REQUIREMENTS |
Repeat the material word for word, starting at the line that contains "the player's ear" and continuing through the final line.

Data records:
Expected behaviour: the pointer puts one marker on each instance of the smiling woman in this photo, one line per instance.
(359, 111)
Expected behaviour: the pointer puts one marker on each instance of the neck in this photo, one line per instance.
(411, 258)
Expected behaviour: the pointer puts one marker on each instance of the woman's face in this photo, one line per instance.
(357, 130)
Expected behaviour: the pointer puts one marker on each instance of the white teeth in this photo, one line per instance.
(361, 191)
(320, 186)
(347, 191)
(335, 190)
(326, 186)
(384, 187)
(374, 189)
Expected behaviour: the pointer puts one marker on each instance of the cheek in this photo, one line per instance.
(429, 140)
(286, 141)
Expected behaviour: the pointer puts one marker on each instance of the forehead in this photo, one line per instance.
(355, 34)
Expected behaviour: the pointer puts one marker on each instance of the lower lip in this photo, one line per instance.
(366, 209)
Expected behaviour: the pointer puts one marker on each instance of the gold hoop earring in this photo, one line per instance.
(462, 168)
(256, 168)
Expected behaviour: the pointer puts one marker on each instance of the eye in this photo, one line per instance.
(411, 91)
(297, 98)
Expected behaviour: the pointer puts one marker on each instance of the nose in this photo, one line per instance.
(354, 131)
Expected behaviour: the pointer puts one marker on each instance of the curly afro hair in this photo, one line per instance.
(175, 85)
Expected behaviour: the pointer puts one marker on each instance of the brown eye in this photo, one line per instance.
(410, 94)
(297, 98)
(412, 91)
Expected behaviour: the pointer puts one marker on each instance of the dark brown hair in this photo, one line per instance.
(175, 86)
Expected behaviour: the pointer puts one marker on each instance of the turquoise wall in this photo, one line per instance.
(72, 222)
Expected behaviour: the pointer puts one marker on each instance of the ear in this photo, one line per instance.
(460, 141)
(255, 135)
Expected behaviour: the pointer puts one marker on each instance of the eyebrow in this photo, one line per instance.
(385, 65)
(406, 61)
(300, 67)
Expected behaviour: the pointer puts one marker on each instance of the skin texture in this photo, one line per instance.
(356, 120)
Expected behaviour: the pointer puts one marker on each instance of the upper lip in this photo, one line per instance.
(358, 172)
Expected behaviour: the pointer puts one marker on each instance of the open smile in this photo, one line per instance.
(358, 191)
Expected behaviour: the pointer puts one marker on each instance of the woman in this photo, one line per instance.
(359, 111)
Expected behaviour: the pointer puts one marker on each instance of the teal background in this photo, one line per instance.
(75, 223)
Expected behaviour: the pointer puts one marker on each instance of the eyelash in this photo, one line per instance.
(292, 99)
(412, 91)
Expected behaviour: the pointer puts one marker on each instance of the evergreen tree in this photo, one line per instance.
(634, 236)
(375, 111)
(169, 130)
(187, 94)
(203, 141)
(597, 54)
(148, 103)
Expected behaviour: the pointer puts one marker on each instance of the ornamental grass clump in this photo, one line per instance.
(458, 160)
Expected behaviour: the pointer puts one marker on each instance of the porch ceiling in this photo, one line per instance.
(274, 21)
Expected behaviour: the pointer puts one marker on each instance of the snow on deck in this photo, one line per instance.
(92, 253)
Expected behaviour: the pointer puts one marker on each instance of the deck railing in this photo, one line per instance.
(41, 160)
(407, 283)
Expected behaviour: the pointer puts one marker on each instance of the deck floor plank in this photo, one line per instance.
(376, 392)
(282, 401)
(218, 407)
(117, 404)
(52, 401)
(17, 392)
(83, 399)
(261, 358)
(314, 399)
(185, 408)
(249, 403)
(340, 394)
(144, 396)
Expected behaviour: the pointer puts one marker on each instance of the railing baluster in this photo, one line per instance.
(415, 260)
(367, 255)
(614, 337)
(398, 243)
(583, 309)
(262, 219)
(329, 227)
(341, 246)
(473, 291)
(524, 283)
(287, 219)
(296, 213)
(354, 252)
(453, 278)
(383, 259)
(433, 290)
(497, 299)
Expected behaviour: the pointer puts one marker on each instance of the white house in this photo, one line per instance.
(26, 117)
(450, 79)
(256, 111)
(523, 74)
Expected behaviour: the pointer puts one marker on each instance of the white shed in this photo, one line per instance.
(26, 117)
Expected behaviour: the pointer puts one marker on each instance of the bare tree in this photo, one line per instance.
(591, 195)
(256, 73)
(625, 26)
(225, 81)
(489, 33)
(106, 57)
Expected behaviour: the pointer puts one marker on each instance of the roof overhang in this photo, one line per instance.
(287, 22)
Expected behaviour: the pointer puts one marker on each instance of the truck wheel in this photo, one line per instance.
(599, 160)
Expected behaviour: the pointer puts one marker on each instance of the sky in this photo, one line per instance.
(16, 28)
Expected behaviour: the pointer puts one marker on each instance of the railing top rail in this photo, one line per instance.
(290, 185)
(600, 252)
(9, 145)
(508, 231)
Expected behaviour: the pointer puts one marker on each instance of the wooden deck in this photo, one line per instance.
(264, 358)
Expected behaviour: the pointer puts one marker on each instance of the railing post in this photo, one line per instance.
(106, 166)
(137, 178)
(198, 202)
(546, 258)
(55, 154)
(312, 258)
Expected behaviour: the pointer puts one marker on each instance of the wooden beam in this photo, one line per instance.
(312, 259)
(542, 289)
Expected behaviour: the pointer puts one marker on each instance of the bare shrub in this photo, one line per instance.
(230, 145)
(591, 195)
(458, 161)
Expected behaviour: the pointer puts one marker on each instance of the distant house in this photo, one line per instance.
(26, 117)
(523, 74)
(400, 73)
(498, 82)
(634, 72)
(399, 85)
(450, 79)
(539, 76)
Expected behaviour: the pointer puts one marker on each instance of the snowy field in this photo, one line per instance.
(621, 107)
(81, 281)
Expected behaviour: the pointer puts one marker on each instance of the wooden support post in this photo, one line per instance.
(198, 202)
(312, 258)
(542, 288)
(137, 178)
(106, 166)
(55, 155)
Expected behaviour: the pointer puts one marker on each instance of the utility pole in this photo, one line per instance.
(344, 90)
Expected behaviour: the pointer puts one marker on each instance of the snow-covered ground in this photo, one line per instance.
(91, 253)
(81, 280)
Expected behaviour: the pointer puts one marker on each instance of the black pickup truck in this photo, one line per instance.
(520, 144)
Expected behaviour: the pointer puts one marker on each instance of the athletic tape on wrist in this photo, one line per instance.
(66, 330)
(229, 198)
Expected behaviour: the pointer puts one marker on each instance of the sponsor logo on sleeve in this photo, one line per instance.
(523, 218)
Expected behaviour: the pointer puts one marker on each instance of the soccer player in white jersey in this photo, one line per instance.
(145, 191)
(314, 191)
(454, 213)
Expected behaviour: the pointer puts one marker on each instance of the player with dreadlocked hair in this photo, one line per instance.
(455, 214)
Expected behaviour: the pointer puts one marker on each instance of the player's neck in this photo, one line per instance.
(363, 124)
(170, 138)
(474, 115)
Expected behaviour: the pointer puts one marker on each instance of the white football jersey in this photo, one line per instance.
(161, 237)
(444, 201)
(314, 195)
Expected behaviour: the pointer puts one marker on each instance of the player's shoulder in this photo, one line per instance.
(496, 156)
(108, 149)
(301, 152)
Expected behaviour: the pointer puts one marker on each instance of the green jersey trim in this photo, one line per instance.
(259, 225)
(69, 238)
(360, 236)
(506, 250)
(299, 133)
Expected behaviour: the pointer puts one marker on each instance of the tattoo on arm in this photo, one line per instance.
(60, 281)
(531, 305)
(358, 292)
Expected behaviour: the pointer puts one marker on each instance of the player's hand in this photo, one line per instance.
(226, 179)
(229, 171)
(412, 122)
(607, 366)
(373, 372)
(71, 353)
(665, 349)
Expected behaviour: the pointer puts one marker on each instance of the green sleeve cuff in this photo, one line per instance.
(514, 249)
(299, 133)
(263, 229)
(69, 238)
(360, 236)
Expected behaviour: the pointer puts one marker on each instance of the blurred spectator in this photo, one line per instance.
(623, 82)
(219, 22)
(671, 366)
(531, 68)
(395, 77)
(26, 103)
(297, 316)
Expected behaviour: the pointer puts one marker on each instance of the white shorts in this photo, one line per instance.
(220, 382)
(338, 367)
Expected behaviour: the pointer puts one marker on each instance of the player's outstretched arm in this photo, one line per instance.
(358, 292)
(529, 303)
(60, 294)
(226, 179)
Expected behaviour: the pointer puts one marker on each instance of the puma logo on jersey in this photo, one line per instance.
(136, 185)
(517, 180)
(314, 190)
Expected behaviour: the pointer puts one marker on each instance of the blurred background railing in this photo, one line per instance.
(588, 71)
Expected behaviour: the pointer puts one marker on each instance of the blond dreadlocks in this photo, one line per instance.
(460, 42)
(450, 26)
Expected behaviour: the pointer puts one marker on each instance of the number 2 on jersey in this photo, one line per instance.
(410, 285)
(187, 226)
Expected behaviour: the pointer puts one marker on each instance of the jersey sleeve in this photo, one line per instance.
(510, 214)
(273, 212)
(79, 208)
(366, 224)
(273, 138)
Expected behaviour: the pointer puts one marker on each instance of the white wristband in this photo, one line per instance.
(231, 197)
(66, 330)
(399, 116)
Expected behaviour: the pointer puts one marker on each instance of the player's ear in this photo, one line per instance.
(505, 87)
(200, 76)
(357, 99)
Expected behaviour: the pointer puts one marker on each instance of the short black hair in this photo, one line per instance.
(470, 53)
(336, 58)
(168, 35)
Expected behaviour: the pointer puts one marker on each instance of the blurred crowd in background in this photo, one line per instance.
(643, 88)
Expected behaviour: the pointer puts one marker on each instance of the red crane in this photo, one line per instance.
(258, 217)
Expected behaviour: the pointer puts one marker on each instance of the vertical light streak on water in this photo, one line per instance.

EXERCISE ANSWER |
Expected behaviour: the pointer puts one marker on each instance of the player's ear in this photo, one line per instance.
(505, 87)
(200, 76)
(357, 99)
Expected behaviour: the pointer puts one marker on each instance of the short black hair in this photo, one line per instance.
(470, 53)
(336, 58)
(168, 35)
Expected behaviour: the pointer puts one marker on each instance of the blurred crowd in background in this photo, one line per instance.
(643, 88)
Expected behaviour: the pointer puts one marker on each instance of the red crane in this photo, one line per instance.
(258, 217)
Expected behaviour: the pointer puts one marker on each instance of the vertical light streak on water in this photo, one line per instance.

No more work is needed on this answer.